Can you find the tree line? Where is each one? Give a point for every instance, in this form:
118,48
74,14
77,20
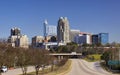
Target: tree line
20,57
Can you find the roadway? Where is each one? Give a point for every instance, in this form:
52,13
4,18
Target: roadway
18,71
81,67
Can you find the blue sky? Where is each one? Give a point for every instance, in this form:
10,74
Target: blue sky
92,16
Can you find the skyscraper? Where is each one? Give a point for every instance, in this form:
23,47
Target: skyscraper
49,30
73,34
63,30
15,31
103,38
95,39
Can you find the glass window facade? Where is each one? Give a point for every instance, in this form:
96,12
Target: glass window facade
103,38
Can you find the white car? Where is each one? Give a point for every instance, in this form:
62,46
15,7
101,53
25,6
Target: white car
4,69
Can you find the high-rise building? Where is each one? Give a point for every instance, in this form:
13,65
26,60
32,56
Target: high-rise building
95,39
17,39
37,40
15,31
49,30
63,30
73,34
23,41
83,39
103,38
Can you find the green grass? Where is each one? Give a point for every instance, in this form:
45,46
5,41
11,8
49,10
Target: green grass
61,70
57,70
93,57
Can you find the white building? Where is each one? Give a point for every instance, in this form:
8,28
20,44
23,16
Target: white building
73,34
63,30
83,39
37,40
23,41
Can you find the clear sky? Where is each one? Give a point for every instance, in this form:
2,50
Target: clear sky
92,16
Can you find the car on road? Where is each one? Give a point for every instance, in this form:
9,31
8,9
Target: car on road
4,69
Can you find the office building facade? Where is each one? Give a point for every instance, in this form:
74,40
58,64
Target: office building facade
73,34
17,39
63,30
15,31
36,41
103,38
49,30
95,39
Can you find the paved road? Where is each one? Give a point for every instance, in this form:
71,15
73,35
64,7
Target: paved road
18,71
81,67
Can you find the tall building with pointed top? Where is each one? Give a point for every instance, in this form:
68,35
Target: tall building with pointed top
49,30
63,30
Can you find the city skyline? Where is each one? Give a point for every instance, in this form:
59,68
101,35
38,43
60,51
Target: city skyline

◇ ◇ ◇ ◇ ◇ ◇ ◇

_Exercise instructions_
Transcribe the part of the records above that opens with the line containing "Can you find the clear" and closes with the last line of the records. Reproduce every line without change.

_Solution_
Can you find the clear sky? Where is each one? Give a point for every instance, in this form:
2,50
Target: clear sky
92,16
Can you find the car on road? Where is each one? Give a point for every instance, in this form:
9,31
8,9
Target: car on road
4,69
Can you find the office building facade? Where is each one? Give a point for every instance, in this form:
74,40
58,64
Target: office building facade
73,34
17,39
63,30
15,31
36,41
103,38
49,30
95,39
Can you find the paved road? Where is each one? Give a point for every instance, in this form:
71,15
73,35
64,7
Target: paved road
18,71
81,67
Can you find the tall building with pointed top? Where is each one? Give a point for every instance, in this form:
68,35
Target: tall building with pointed top
49,30
63,30
Can you find the city skyline? Where is each one? Give a point for every instance, in this form:
59,68
101,35
38,43
60,51
Target: city skyline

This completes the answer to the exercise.